EXERCISE PROMPT |
Answer these questions from the blog text below:
(a) According to the opening notes, how many words are most posts?
(b) In the post dated Sunday 29 October 2023, what does the writer say was done recently to seem new?
(c) What is the title of the post dated Wednesday 25 October 2023?

===== DOCUMENT TEXT =====

● Lady Percy moves me - might she move you? CLICK TO FIND OUT
● Plus my novels, stories, verse, vulgar interests, apologies, and singing.
● Most posts are 300 words. I respond to all comments/re-comments.
● See Tone Deaf in New blogger.


Sunday 29 October 2023

Trying to fan the spark

Growing old can be expressed musically as a diminuendo of life expectancy. Actually it’s more (or possibly less) than that: it’s a list of things one can no longer do. Poignant and ever-growing.

I can no longer: ski, do distance swimming, find solutions to quite simple DIY tasks, resist draughts, read omnivorously rather than specifically (with a tendency towards re-reading), find much pleasure in buying expensive wine, take VR to art classes because she has had to give up art, visit Christmas markets in Germany, find a French teacher who can meet my exacting standards, attend music recitals in Birmingham, face shopping at Tesco with a cheerful mien, tolerate the dreadful treadmill of laundering and drying clothes, feel inclined to wash the car, sleep continuously every night, regard the vacuum cleaner with anything other than loathing, accurately remember time-spans of various periods in my life, usefully vary the inevitably simple meals I prepare for VR.

I could go on. 

But let’s be brief. My life has become limited as has my expectation of anything new. And this affects my writing as I have discovered when I read my posts of the earlier oughties. Understand, I don’t aim to record newness (a very limited objective), I look for newness to trigger my imagination, send me off down untravelled byways.

Singing lessons are the exception; for me that is, but not for others. It’s a discipline (which I welcome) but the experience is private, gradual and, more or less, unconvertible.

I do chat en route to Tesco but the common bonds tend to be familiar rather than unexpected.

Imagination is at the heart of writing but she’s flirtatious. She comes and goes. I must learn to make myself more inviting. Got my hair cut recently. There’s new.

Wednesday 25 October 2023

Moral: stay away from mirrors

The tilt that creates the sneer.
Would suit a Pantomime Villain

Did you want proof?

===== STORED DATA =====

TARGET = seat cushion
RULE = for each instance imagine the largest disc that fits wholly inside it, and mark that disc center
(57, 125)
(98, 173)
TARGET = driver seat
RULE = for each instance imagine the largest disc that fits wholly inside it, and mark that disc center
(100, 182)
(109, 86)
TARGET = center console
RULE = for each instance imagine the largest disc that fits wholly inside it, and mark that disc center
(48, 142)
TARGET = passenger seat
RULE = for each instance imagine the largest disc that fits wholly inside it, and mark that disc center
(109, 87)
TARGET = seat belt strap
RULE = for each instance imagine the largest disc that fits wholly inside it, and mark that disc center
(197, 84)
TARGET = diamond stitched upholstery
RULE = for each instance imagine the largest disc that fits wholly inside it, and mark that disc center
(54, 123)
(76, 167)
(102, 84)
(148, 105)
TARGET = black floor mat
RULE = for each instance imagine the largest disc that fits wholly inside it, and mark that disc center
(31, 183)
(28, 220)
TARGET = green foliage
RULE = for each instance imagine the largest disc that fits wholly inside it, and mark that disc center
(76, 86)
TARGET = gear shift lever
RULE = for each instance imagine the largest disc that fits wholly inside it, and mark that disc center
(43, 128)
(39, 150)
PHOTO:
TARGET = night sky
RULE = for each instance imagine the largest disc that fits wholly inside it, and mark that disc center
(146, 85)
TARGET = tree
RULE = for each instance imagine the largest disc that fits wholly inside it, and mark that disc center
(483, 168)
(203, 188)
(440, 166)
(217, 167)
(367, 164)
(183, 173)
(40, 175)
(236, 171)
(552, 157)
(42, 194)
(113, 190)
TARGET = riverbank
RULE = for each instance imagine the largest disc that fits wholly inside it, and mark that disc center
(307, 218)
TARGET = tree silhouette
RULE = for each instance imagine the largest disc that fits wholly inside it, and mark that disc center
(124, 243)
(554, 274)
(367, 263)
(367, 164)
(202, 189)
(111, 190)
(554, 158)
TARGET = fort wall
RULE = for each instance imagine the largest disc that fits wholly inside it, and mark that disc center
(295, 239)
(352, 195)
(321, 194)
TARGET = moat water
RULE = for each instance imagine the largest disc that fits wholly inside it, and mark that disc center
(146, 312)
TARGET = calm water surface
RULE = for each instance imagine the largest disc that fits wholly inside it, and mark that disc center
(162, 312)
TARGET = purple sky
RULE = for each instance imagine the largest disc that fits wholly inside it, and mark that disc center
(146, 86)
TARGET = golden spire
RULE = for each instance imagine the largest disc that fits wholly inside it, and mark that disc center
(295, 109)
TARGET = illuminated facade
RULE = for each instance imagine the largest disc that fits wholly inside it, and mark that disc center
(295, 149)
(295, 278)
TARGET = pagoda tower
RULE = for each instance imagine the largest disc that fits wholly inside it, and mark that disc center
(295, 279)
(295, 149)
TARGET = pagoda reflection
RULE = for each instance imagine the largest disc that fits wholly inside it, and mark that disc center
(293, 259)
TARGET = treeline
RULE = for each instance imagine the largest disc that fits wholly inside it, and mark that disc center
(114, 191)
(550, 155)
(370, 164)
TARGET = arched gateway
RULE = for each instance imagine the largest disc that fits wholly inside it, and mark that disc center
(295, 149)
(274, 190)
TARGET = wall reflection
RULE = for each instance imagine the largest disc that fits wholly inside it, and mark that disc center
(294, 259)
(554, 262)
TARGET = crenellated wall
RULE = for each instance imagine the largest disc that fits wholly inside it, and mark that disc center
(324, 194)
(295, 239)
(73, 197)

=====

FINAL ANSWER |
(a) 300 words.
(b) The writer got a haircut.
(c) "Moral: stay away from mirrors"